§ **TEXTE FOURNI**:
....................
Construire une vision incarnée, avec le Life Art Process®
Classiquement, pour construire une vision, on se projette dans le futur et on jette des idées. Les murs se recouvrent de post-it à trier. Des mots clés ressortent, une raison d’être émerge. Pour nourrir l’étape de la génération d’idées, on peut s’appuyer sur le Life Art Process, une approche qui combine mouvement, écriture spontanée et dessin intuitif. Cette méthode inspirée de l’art-thérapie, née en Californie dans les années 1970, se développe de plus en plus dans les organisations, grâce à la renommée du Tamalpa Institute qui essaime à travers le monde (une branche a été créée en France en 2010). L’idée est de définir une vision non pas à partir de ce que l’on sait, mais à partir de ce que l’on sent. Le Life Art Process postule que les informations les plus précieuses pour bâtir une vision incarnée ne sont pas celles dont nous disposons déjà : ce sont précisément celles qui nous échappent, car c’est à l’endroit du non savoir que le nouveau peut émerger. L’enjeu est alors de lâcher la volonté de maîtrise et de contacter cet espace des possibles dans notre corps, en nous déposant dans cette présence spacieuse et silencieuse de l’intériorité corporelle. L’immobilité est un puissant point de départ. Puis, elle laisse la place à des mouvements, gestes et postures qui, par leur force métaphorique, deviennent des messagers précieux pour le projet. Le Life Art Process® pose l’intermodalité comme ressource clé : un sujet est exploré à la fois dans le mouvement (bienvenue l’intelligence du corps), le dessin (bienvenue l’imaginaire) et l’écriture (bienvenue la mise en sens). Ces trois canaux mêlés ainsi que les ponts qui se créent entre eux – on peut danser un dessin, faire parler un mouvement, dessiner un ressenti – offrent une plongée incroyablement riche dans le sujet traité en permettant une inspiration renouvelée et des transitions organiques d’un média à l’autre. Passer par le corps permet de bâtir une vision qui fait sens et met en action.
....................
§ **LIGNES DE DONNÉES**:
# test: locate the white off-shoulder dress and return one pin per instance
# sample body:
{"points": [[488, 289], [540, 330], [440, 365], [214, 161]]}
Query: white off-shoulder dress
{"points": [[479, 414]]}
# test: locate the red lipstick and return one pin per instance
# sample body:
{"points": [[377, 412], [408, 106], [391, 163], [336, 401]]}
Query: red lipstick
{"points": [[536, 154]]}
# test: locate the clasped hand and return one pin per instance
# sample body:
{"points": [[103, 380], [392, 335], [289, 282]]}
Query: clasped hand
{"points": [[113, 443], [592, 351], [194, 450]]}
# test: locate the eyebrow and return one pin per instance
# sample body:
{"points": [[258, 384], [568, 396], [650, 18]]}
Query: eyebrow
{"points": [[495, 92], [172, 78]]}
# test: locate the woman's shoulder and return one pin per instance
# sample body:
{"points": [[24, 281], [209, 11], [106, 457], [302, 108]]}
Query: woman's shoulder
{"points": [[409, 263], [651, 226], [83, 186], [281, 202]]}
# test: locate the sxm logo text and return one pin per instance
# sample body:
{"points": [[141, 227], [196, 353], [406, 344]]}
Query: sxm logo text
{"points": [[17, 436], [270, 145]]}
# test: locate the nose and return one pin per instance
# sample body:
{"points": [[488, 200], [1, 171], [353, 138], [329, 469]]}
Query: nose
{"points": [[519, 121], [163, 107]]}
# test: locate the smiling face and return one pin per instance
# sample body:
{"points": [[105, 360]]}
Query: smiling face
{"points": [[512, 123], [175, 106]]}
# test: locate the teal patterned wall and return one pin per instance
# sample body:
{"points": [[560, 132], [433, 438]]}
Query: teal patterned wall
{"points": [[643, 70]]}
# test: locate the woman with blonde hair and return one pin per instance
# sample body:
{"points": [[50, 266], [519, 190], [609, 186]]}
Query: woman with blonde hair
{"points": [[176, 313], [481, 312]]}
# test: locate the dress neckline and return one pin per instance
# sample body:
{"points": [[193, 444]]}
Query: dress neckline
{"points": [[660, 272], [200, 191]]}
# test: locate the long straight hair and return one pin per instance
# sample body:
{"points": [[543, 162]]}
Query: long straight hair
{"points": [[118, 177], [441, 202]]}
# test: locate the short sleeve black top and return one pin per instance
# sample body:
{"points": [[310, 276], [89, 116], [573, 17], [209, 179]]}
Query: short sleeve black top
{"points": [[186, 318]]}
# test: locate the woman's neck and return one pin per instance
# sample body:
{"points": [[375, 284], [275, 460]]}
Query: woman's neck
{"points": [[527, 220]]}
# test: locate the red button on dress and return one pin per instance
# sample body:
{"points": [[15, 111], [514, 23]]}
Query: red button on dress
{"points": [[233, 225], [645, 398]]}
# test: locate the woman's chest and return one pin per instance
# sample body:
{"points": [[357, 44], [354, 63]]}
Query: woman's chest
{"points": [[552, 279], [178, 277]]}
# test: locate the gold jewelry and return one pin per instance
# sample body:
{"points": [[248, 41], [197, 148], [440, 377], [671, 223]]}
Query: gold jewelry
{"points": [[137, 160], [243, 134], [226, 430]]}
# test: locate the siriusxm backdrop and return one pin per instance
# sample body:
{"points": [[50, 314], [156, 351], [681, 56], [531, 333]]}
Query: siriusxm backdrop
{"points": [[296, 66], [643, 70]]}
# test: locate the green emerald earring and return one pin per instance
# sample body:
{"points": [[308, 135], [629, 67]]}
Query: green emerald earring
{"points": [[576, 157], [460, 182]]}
....................
§ **ÉNONCÉ ÉCRIT**:
Résumez le texte fourni en deux phrases, s'il vous plaît. Les enregistrements n'ont aucun rapport avec le texte fourni.

§ **RÉPONSE ATTENDUE**:
Le Life Art Process, méthode inspirée de l'art-thérapie et née en Californie dans les années 1970, sert à nourrir la construction d'une vision à partir de ce que l'on sent plutôt que de ce que l'on sait, en partant de l'immobilité pour laisser venir mouvements, gestes et postures. Il explore un sujet à la fois par le mouvement, le dessin et l'écriture, et passer ainsi par le corps permet de bâtir une vision qui fait sens et met en action.